_Your task_:
Restate the records below word for word.

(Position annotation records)
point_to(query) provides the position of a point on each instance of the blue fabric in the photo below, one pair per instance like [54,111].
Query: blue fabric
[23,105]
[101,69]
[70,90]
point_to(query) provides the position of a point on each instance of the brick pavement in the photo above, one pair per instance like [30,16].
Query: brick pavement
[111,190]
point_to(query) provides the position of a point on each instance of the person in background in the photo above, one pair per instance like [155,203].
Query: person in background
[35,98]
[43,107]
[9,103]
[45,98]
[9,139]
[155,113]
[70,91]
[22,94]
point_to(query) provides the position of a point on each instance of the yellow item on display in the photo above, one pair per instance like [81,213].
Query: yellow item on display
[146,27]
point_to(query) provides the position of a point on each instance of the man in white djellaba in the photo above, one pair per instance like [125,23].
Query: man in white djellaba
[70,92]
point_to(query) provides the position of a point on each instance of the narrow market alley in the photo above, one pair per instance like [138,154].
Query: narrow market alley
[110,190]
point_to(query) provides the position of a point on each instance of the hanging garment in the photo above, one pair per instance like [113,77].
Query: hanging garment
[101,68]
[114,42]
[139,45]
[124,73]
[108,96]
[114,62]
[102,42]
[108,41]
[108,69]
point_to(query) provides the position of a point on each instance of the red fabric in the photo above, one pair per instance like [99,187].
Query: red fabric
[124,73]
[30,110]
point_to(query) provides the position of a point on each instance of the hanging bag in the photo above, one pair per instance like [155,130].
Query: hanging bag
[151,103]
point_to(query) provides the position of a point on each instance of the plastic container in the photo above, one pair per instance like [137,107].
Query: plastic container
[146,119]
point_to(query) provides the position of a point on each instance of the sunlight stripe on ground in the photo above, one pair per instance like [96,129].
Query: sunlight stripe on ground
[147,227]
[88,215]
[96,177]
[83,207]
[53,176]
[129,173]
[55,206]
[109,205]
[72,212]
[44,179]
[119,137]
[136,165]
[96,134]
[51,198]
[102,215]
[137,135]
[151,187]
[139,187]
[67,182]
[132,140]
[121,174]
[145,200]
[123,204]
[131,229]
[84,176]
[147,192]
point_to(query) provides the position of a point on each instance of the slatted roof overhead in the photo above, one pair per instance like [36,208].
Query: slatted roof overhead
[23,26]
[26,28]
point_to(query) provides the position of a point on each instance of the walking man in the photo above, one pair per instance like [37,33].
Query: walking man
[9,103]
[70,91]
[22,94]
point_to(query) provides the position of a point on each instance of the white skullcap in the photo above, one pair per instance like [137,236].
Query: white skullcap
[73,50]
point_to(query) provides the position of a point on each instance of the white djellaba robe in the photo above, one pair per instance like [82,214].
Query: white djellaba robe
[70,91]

_Output for this task_:
point_to(query) provides the position of a point on each instance of the blue fabric in the photo below, one pair per instance like [54,111].
Query: blue fabric
[23,105]
[101,69]
[70,90]
point_to(query) provides the position of a point on each instance of the brick pavement in the photo above, one pair per instance like [30,16].
Query: brick pavement
[111,190]
point_to(query) provides the position of a point on each instance of the person in background in the photo above, one pair per instance like [155,203].
Query: person in background
[35,98]
[43,107]
[9,103]
[45,98]
[9,139]
[155,113]
[70,91]
[22,94]
point_to(query) provides the position of a point on each instance of the yellow item on display in the photo above, one pair per instance like [81,213].
Query: yellow item on display
[146,27]
point_to(query) provides the position of a point on each instance of the man in white djellaba in the photo above, one pair per instance like [125,23].
Query: man in white djellaba
[70,92]
point_to(query) provides the position of a point on each instance of the narrow market alley in the photo above, one pair per instance like [138,154].
Query: narrow market alley
[110,190]
point_to(query) provides the position of a point on each instance of the hanging garment in the photo above, one pair per instance like [113,77].
Query: hanging garment
[101,68]
[114,42]
[139,45]
[124,73]
[108,96]
[114,62]
[102,42]
[108,41]
[108,69]
point_to(query) provides the position of a point on each instance of the red fabric in the photo above, one pair per instance like [99,187].
Query: red fabric
[124,73]
[30,110]
point_to(query) provides the position of a point on each instance of the hanging bag in the photo above, one pair per instance like [155,130].
Query: hanging bag
[151,103]
point_to(query) provides the position of a point on each instance of the plastic container in the photo above, one pair per instance like [137,107].
Query: plastic container
[146,119]
point_to(query) provides the position of a point on each instance of the sunlight stripe on ground in the photo above, one pair per instance like [96,129].
Query: sunlight stripe on ground
[147,227]
[88,215]
[96,177]
[83,207]
[53,176]
[129,173]
[55,206]
[109,205]
[72,212]
[44,179]
[119,137]
[136,165]
[96,134]
[51,198]
[102,215]
[137,135]
[151,187]
[139,187]
[67,182]
[132,140]
[121,174]
[145,200]
[123,204]
[131,229]
[84,176]
[147,192]
point_to(query) provides the position of a point on each instance of the slatted roof overhead in the photo above, one pair per instance like [36,208].
Query: slatted roof overhead
[23,26]
[26,28]
point_to(query) provides the position of a point on each instance of the walking man in the photo above, one pair per instance like [37,33].
Query: walking man
[9,103]
[70,91]
[22,94]
point_to(query) provides the position of a point on each instance of the white skullcap in the photo above, one pair per instance like [137,236].
Query: white skullcap
[73,50]
point_to(query) provides the position of a point on each instance of the white djellaba robe in the photo above, one pair per instance like [82,214].
Query: white djellaba robe
[70,91]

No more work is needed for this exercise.